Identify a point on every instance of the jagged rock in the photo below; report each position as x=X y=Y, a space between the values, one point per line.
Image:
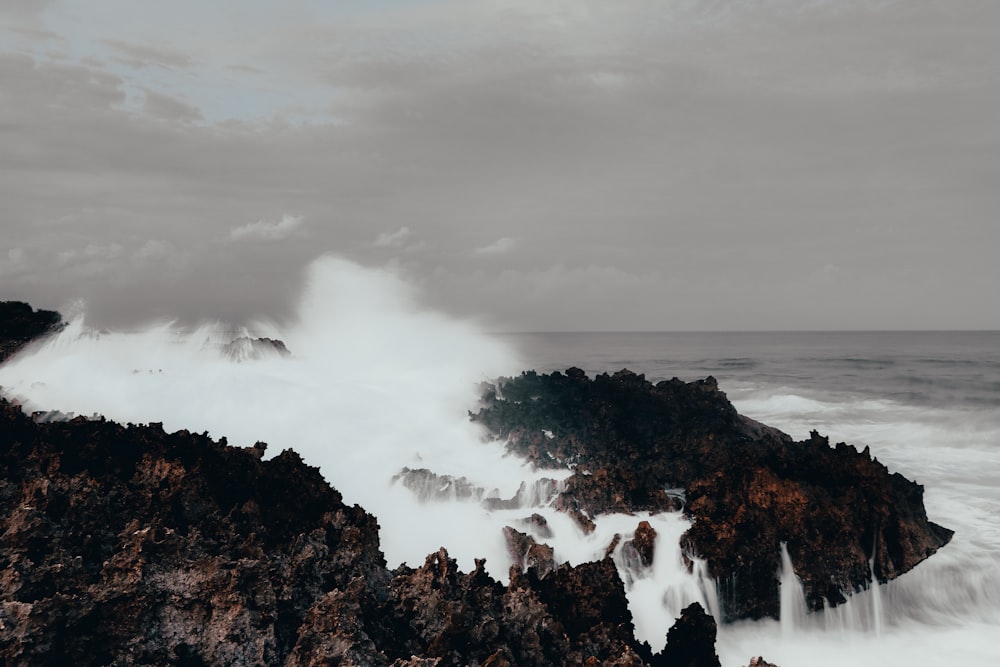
x=245 y=348
x=690 y=641
x=537 y=524
x=20 y=324
x=747 y=486
x=127 y=545
x=760 y=662
x=128 y=541
x=526 y=553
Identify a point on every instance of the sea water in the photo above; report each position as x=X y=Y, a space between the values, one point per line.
x=376 y=383
x=928 y=406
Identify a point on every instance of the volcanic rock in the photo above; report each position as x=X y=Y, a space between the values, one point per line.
x=748 y=487
x=690 y=641
x=245 y=348
x=20 y=324
x=526 y=553
x=128 y=545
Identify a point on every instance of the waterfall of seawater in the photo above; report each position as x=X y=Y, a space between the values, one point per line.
x=793 y=600
x=374 y=385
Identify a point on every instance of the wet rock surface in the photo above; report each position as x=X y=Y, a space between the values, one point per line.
x=20 y=324
x=635 y=446
x=128 y=545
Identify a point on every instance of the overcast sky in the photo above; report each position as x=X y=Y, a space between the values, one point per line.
x=535 y=164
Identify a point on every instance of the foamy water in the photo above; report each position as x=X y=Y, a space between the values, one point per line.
x=375 y=384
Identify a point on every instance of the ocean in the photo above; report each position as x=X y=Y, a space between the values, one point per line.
x=375 y=383
x=927 y=403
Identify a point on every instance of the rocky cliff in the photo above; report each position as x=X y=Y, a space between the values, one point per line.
x=20 y=324
x=748 y=487
x=127 y=545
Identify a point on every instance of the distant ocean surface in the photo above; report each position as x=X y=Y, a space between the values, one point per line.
x=374 y=384
x=928 y=405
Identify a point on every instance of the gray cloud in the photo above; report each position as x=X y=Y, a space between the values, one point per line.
x=169 y=108
x=392 y=239
x=696 y=165
x=499 y=247
x=268 y=231
x=149 y=55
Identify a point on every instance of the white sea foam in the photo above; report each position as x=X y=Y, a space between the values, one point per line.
x=375 y=383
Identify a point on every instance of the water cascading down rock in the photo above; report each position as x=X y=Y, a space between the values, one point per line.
x=748 y=487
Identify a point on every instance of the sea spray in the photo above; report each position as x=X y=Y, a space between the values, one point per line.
x=375 y=384
x=792 y=599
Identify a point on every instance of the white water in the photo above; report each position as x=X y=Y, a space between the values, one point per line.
x=375 y=384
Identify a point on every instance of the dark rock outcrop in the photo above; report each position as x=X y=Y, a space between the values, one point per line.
x=639 y=447
x=127 y=545
x=690 y=641
x=245 y=348
x=20 y=324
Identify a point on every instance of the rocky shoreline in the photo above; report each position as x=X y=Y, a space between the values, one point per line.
x=749 y=488
x=128 y=545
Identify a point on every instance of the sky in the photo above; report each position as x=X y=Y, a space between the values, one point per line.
x=532 y=165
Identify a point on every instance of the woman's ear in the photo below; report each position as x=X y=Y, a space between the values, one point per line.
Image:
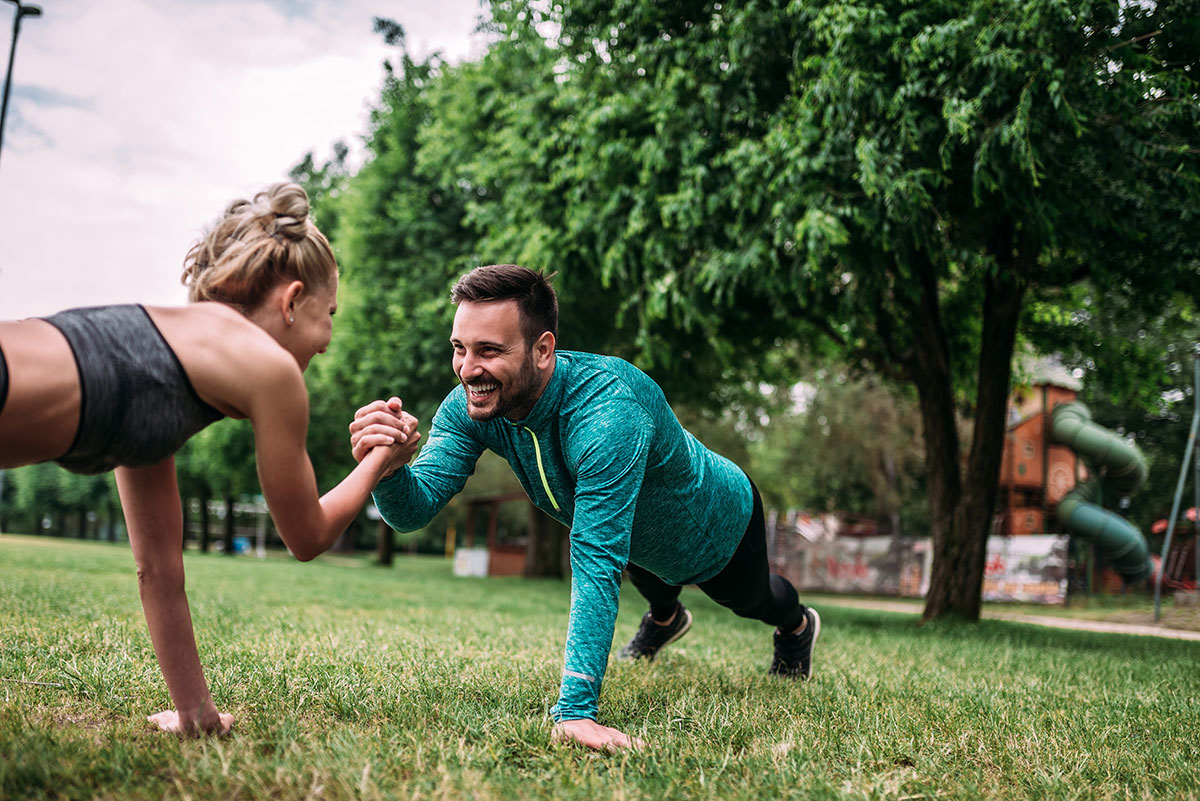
x=288 y=300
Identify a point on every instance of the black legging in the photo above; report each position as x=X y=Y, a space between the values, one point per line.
x=744 y=585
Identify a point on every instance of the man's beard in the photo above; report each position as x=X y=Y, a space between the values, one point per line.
x=519 y=396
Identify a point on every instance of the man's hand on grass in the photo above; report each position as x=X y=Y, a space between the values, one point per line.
x=593 y=735
x=168 y=720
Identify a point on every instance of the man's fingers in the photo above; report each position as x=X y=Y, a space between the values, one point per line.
x=377 y=417
x=375 y=405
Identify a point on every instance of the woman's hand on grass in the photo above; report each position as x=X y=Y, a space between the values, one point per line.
x=210 y=722
x=593 y=735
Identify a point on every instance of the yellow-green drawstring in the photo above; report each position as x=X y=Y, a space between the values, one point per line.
x=541 y=470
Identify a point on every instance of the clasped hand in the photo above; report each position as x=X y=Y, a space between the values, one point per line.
x=384 y=423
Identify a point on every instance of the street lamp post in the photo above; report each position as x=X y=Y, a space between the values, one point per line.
x=23 y=11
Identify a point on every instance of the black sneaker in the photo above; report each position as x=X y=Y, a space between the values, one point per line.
x=793 y=652
x=652 y=637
___
Please rewrite all of the records above with "Identify a point" changed to "Mark a point" and everything else kept the same. Leave the pictures out of your answer.

**Task solution:**
Mark a point on every instance of the jagged rock in the photo below; report each position as x=X y=Y, a space between the values, one point per line.
Image:
x=245 y=348
x=690 y=641
x=537 y=524
x=20 y=324
x=747 y=486
x=127 y=545
x=760 y=662
x=128 y=541
x=526 y=553
Mark a point on every instance of the sea water in the photo above; report each position as x=X y=Y, a space between the values, one point per line.
x=376 y=383
x=928 y=406
Mark a point on every instance of the volcanic rock in the photo above; report each position as x=X y=Y, a space between the values, one point per line.
x=748 y=487
x=690 y=641
x=245 y=348
x=20 y=324
x=526 y=553
x=128 y=545
Mark a point on every instance of the waterfall of seawater in the photo above; report each position as x=X y=Y, a space between the values, one point per line.
x=793 y=600
x=374 y=385
Mark a point on every instance of the wet rock surface in the photo above; report each position as x=X y=Y, a space between the values, one point per line.
x=20 y=324
x=635 y=446
x=128 y=545
Mark a point on every instance of the overcast sky in the photo above; report each position as x=X y=Y, a space between the values, one point per line.
x=535 y=164
Mark a point on every instance of the foamy water in the photo above; report each position as x=X y=Y, a space between the values, one point per line.
x=375 y=384
Mark a point on every instance of the ocean in the photo above; report each position as x=X y=Y, a space between the values, one point per line.
x=375 y=383
x=927 y=403
Mark a point on every instance of the rocky cliff in the photo above; report each position as x=X y=Y, a space between the values, one point per line.
x=20 y=324
x=748 y=487
x=127 y=545
Mark a point on every instance of the distant ocean surface in the photo above; report each position as x=X y=Y, a space between the values, one point per line.
x=374 y=384
x=928 y=405
Mark a point on every instance of the gray cloud in the photo above; report each position as x=X y=Y, a space between the values, one point per line.
x=169 y=108
x=392 y=239
x=696 y=165
x=499 y=247
x=268 y=231
x=149 y=55
Mark a point on every instance of the white sea foam in the photo above; report each position as x=X y=Y, a space between the values, one point per line.
x=375 y=383
Mark a point on every instance of the water cascading down rock in the photo above; report each position as x=X y=Y, a space between the values, one point per line.
x=748 y=487
Mark a point on every instance of the sea spray in the photo above; report each position as x=X y=Y, a space between the values, one point per line.
x=375 y=384
x=792 y=599
Mark a point on every instance of the white water in the photo above; report each position as x=X y=Y, a space between the values, one point per line.
x=375 y=384
Mark a point on every instance of the dark rock outcrop in the photo above; report each position as x=X y=Y, a space between the values, one point per line.
x=639 y=447
x=127 y=545
x=690 y=641
x=245 y=348
x=20 y=324
Mark a point on every instance of the rocky shoreline in the photo above; report each position as x=X y=Y, a space between the values, one point per line.
x=749 y=488
x=128 y=545
Mark a point on every instance of the sky in the photo above; report each position as x=X y=Y, a space between the values, one point per line.
x=532 y=165
Mark a point on every instance of the woman's ear in the photo below; report each position as x=X y=Y, a space between the values, one point per line.
Image:
x=288 y=300
Mark a point on every instance of the black legging in the photo above; report each position as x=X y=Y, a space between the values, one point per line.
x=744 y=585
Mark a point on every instance of the man's beard in the photo above; report each position as x=X y=Y, a space between the values, one point per line.
x=519 y=396
Mark a point on every instance of the man's hand on grass in the photo above; report each position as x=X y=Y, a space between the values, one point per line.
x=593 y=735
x=168 y=720
Mark a point on every instance of the man's fingers in the photo above; report each position as x=X y=Y, a space between the values, one point per line.
x=377 y=417
x=375 y=405
Mark a point on every instance of the woman's hand on grass in the photo above; report each position as x=X y=Y, a space between the values, one point per line.
x=210 y=722
x=593 y=735
Mark a point on every instance of the yellow-green drawstring in the photo above; report each position as x=X y=Y, a space between the values, one point per line.
x=541 y=470
Mark a point on every instance of the clasped hand in the photo above; report each position as x=X y=Y, a space between the values, one point per line.
x=384 y=423
Mark a point on every instance of the street lamp post in the photo above; report each position as x=X y=Y, a space between the values, one point per line.
x=23 y=11
Mark a point on every instance of the black sneaker in the photo above; report each position as x=X y=Y, a space between the values, one point per line.
x=793 y=652
x=652 y=637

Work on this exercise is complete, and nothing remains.